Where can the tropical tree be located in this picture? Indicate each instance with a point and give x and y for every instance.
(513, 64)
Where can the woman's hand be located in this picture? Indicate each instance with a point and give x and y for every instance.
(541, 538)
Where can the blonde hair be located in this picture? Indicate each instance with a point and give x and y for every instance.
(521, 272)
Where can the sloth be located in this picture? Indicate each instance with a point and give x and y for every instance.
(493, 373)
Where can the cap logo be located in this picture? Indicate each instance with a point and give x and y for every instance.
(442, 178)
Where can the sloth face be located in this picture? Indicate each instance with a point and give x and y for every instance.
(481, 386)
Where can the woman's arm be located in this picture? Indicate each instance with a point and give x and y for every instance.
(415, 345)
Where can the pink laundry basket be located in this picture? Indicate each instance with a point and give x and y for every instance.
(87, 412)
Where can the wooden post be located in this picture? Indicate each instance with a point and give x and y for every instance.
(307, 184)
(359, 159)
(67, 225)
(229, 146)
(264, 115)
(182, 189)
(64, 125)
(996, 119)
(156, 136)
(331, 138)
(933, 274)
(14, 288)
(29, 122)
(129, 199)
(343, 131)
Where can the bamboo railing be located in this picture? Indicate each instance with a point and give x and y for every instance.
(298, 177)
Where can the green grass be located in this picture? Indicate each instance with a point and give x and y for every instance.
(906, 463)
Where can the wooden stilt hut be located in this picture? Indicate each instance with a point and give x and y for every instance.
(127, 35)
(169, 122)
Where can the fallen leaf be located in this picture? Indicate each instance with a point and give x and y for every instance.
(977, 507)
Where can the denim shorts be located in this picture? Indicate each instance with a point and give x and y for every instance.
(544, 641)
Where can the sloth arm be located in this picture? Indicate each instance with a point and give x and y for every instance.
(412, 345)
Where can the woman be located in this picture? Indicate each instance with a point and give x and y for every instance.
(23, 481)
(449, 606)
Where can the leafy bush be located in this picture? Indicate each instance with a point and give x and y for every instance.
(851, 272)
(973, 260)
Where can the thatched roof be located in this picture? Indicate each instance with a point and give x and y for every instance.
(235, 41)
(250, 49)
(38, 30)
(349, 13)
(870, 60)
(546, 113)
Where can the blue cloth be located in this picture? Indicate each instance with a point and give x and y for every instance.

################

EXERCISE DETAILS:
Could you retype all of the material word for word?

SOLUTION BELOW:
Where can the tropical tree be located in this picture? Indicate each instance with a point and give x and y for every instance.
(513, 64)
Where can the woman's hand be located in this picture? Indicate each instance with a point and give x and y for every instance.
(541, 538)
Where can the blonde hair be located in this picture? Indicate each instance with a point and give x and y for every instance.
(521, 272)
Where can the sloth be located in this picture? Indicate each instance with a point and give x and y for every instance.
(493, 373)
Where can the cap logo be located in this picture? Indicate each instance with a point and give x and y for every instance.
(442, 178)
Where can the sloth face be located in this picture? Indicate each instance with a point and give x and y for every instance.
(481, 386)
Where can the woman's arm be located in this picture? Indicate each instance with a point and give x and y for every instance.
(415, 345)
Where can the pink laundry basket be located in this picture? Indicate each instance with a point and give x and y for every instance.
(87, 412)
Where can the wooden post be located in this picture? Indicate each instance with a point and give x and y for every instance.
(307, 184)
(359, 159)
(67, 225)
(229, 146)
(264, 115)
(182, 189)
(64, 125)
(996, 119)
(156, 136)
(331, 138)
(933, 274)
(14, 288)
(29, 122)
(129, 199)
(343, 131)
Where can the bamboo railing be located in this picture? Indicate each instance with a point and give x and y for every instance.
(298, 177)
Where can the green grass be located in this picture? Indicate each instance with a point and give x and y for every instance.
(906, 463)
Where can the wooden stilt hut be located in this picture? Indicate each instance with a point and give x and y for every instance.
(127, 35)
(169, 122)
Where can the fallen leaf be located in this picture? Indicate each instance with a point and give x and y for every instance.
(977, 507)
Where can the denim shorts be located in this picture? Indicate each instance with a point and give x and y for every instance.
(544, 641)
Where can the sloth arm be located in this picture? Indicate each instance with a point and give x and y for every instance.
(412, 345)
Where can the woman be located in this picture? Indicate each instance with a point and give x and y for every instance.
(23, 481)
(449, 606)
Where can the leafy bush be located in this picture? Indicate each instance with a point and give x and y for every instance.
(851, 272)
(973, 260)
Where can the thatched roof be located in this picture? Indicate each instance with a point and give x and y for every instance.
(235, 41)
(250, 49)
(38, 30)
(349, 13)
(870, 60)
(546, 113)
Where can the blue cloth be located in this picture? Indicate each instance with a point and give x and y for every instance.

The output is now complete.